▶ **Task goal**: Quote, without any change, the line that contains "In the photograph above, where can the paved" and all lines that follow it to the end of the data below.

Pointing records

>>>

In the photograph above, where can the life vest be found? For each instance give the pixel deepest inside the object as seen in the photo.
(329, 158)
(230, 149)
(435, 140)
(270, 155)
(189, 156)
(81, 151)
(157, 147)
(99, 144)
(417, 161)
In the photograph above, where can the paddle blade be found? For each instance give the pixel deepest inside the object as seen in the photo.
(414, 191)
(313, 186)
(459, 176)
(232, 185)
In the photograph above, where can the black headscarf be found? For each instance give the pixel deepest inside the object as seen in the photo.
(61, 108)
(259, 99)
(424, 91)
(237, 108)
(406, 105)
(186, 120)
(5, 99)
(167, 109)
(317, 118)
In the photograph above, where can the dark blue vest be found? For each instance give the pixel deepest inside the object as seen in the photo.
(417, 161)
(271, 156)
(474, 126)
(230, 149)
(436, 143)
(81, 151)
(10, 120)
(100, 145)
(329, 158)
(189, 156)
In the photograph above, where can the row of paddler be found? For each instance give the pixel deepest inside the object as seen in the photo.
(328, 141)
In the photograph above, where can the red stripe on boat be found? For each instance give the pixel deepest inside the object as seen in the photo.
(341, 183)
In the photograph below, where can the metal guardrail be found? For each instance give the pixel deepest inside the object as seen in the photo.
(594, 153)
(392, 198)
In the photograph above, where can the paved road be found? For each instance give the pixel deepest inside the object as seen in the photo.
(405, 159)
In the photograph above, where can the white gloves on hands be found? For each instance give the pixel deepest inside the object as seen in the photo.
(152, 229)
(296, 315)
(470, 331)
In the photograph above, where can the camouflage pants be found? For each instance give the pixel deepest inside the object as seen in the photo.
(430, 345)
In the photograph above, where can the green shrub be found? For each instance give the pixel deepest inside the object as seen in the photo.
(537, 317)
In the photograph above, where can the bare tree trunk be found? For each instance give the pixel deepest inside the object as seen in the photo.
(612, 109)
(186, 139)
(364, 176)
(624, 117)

<<<

▶ **Result**:
In the photograph above, where can the paved road be found? For each instance give the pixel deepest inside the object as seen in the photo.
(405, 159)
In the photograph above, where can the white gloves on hands be found? For each instance give the pixel deepest inside the object as seen in the photo.
(152, 229)
(296, 315)
(470, 331)
In the photograph above, where can the camouflage pants be found? For each instance give the pixel deepest inside the object as seen in the photo.
(430, 345)
In the photograph above, where can the green shrub be found? For each instance give the pixel deepest inside the object as seen in the photo.
(537, 317)
In the photograph above, where can the bare tree trunk be found? For each instance give the pixel deepest inside the object as seen in the photo.
(612, 109)
(186, 139)
(364, 176)
(624, 117)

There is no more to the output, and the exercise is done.